▸ EXERCISE DETAILS
Update every one of the items by replacing "instance" with "occurrence" and keeping everything else the same, and leave the pictures out of your answer.

▸ SUPPLIED DATA
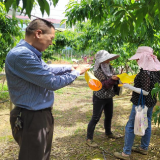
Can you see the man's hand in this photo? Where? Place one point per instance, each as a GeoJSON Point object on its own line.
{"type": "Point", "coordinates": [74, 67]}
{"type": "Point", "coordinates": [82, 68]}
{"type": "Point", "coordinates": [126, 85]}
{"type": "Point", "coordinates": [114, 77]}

▸ RESULT OF THIS TASK
Can you see the man's hand in this photo? Where? Place one point per occurrence, each as a GeoJSON Point object on its own line.
{"type": "Point", "coordinates": [74, 67]}
{"type": "Point", "coordinates": [82, 68]}
{"type": "Point", "coordinates": [126, 85]}
{"type": "Point", "coordinates": [114, 77]}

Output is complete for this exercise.